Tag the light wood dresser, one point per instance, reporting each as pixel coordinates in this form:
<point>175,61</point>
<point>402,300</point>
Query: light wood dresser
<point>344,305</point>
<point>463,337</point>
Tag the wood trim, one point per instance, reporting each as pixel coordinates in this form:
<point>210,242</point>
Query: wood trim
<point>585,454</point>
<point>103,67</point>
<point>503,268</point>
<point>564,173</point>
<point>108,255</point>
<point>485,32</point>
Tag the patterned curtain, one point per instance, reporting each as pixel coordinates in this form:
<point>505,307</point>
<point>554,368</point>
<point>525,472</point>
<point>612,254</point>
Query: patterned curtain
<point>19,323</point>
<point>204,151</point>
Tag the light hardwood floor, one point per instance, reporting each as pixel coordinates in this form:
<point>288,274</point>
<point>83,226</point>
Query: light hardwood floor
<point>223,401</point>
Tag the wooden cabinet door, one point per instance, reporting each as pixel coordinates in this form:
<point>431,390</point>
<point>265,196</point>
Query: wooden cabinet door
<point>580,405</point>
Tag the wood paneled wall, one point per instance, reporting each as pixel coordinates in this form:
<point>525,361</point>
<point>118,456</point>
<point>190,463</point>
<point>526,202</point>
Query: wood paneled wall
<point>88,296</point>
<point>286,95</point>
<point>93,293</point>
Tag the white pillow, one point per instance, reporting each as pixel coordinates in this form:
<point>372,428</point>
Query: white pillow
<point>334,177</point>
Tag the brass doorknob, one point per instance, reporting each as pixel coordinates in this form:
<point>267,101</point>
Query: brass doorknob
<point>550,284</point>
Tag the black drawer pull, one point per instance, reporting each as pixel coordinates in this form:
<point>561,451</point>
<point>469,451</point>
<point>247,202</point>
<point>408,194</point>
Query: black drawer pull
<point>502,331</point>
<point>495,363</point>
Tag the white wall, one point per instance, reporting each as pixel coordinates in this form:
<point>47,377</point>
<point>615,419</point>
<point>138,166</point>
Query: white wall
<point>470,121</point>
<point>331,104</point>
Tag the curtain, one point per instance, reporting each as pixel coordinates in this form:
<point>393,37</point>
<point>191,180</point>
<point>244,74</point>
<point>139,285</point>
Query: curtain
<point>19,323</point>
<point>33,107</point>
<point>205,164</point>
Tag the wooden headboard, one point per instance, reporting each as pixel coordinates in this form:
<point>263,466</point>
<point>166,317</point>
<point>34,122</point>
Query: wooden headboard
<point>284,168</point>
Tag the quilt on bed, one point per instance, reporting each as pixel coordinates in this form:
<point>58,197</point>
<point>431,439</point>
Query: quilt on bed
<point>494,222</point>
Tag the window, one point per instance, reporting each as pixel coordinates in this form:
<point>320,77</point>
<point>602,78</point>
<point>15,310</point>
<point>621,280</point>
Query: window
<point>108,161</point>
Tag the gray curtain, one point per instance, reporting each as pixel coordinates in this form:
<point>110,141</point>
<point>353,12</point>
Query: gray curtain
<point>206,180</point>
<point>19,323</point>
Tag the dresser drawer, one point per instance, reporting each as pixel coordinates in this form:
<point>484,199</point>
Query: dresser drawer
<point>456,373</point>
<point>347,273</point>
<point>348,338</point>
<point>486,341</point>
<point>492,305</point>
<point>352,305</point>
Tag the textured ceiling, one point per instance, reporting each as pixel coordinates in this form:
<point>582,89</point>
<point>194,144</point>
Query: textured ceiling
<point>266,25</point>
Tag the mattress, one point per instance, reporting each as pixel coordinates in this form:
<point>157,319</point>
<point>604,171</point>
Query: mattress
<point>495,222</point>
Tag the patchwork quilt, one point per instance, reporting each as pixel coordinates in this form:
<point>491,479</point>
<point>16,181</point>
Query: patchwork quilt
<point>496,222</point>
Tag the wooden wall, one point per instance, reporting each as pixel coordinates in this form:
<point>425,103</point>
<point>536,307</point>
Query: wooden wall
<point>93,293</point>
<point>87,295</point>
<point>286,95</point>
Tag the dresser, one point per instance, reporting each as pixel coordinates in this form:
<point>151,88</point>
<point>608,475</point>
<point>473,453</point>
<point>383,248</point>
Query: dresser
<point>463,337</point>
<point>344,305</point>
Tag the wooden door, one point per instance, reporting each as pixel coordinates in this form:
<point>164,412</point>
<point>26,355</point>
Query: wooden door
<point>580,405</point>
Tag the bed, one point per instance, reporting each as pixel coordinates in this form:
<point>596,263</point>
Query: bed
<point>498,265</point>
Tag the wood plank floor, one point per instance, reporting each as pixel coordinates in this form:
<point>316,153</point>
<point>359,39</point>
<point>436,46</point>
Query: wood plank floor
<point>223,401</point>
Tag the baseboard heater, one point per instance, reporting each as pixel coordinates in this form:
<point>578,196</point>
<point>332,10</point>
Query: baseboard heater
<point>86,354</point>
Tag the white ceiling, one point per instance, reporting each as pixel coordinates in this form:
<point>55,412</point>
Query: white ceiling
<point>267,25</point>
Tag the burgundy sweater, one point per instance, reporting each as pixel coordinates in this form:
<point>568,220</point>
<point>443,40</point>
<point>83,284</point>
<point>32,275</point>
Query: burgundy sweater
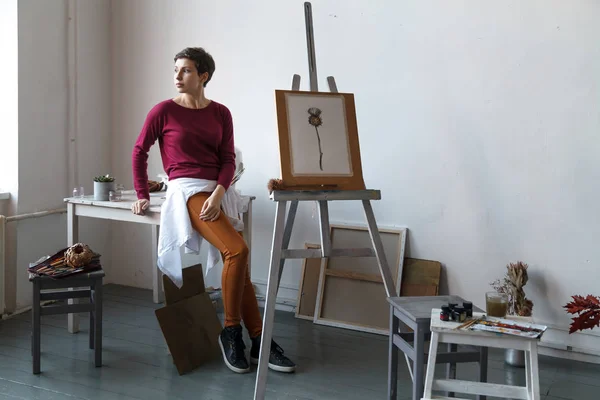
<point>193,144</point>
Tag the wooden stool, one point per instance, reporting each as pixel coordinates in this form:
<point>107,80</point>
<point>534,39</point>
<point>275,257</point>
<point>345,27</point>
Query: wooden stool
<point>415,313</point>
<point>444,332</point>
<point>93,280</point>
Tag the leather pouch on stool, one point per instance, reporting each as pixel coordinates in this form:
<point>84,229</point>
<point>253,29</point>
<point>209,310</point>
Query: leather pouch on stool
<point>189,321</point>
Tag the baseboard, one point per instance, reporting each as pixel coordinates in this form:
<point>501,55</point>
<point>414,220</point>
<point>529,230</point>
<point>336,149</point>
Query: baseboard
<point>581,346</point>
<point>287,296</point>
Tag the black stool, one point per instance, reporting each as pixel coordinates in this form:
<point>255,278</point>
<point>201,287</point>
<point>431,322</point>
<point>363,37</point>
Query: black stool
<point>93,280</point>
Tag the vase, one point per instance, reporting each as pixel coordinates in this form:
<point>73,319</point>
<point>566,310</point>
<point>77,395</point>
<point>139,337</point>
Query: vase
<point>102,189</point>
<point>513,357</point>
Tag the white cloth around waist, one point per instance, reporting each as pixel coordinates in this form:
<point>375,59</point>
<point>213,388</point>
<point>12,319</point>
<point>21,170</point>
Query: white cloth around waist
<point>176,228</point>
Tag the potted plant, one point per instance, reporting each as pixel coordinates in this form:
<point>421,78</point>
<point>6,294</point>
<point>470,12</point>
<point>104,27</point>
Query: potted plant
<point>102,187</point>
<point>518,304</point>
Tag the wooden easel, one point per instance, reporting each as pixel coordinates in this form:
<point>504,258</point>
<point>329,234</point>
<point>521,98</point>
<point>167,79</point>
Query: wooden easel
<point>283,229</point>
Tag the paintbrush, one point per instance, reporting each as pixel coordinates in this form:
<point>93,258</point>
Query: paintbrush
<point>469,323</point>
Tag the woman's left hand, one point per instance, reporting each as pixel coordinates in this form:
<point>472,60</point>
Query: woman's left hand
<point>211,208</point>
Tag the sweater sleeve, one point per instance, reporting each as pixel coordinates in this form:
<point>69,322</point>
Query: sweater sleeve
<point>227,152</point>
<point>150,132</point>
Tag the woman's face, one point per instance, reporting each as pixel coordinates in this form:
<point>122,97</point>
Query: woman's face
<point>186,77</point>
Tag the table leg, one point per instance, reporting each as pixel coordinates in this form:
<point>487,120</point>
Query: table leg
<point>451,367</point>
<point>419,361</point>
<point>72,238</point>
<point>430,367</point>
<point>483,353</point>
<point>534,372</point>
<point>158,295</point>
<point>269,312</point>
<point>393,357</point>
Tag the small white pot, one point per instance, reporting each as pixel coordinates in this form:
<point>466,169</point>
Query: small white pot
<point>101,190</point>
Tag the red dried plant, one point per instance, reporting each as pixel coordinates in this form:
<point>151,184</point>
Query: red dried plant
<point>587,310</point>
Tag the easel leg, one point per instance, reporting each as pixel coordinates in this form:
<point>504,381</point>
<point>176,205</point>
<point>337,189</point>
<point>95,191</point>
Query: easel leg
<point>483,353</point>
<point>393,357</point>
<point>384,267</point>
<point>72,238</point>
<point>269,313</point>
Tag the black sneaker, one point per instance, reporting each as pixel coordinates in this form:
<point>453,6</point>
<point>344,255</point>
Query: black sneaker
<point>277,361</point>
<point>232,346</point>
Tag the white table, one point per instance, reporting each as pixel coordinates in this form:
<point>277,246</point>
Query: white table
<point>445,332</point>
<point>121,211</point>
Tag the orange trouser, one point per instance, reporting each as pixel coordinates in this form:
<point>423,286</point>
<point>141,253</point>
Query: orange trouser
<point>239,299</point>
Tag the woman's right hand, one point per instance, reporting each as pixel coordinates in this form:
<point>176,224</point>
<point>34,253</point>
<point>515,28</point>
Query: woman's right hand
<point>140,206</point>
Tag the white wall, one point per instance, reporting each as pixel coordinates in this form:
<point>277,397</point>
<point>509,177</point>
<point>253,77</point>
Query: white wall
<point>44,126</point>
<point>9,178</point>
<point>478,121</point>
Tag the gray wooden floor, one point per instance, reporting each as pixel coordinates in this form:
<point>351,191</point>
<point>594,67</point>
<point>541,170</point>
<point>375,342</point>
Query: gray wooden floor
<point>332,363</point>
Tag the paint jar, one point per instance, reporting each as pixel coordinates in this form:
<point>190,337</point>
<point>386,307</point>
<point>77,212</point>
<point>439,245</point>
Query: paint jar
<point>445,313</point>
<point>469,308</point>
<point>460,314</point>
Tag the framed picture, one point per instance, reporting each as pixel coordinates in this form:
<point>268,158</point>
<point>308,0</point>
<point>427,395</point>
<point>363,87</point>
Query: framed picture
<point>318,140</point>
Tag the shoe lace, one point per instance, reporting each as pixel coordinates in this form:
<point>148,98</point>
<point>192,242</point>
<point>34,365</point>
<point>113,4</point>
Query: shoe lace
<point>236,342</point>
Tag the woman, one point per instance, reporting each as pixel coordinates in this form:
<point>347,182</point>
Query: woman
<point>196,142</point>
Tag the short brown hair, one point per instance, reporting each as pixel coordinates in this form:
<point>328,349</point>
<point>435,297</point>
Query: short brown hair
<point>204,61</point>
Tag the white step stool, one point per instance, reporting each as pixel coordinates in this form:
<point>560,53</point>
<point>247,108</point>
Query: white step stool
<point>444,332</point>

▶ **TASK TO CARRY OUT**: Output as a JSON list of strings the lines of the data from the line containing "Tag the bed, one" up to and including the line containing "<point>498,265</point>", with one string per line and blank lines omitted.

▶ **WORKED SOLUTION**:
[
  "Tag the bed, one point per instance, reporting each as pixel coordinates in this form:",
  "<point>596,263</point>",
  "Query: bed",
  "<point>498,265</point>"
]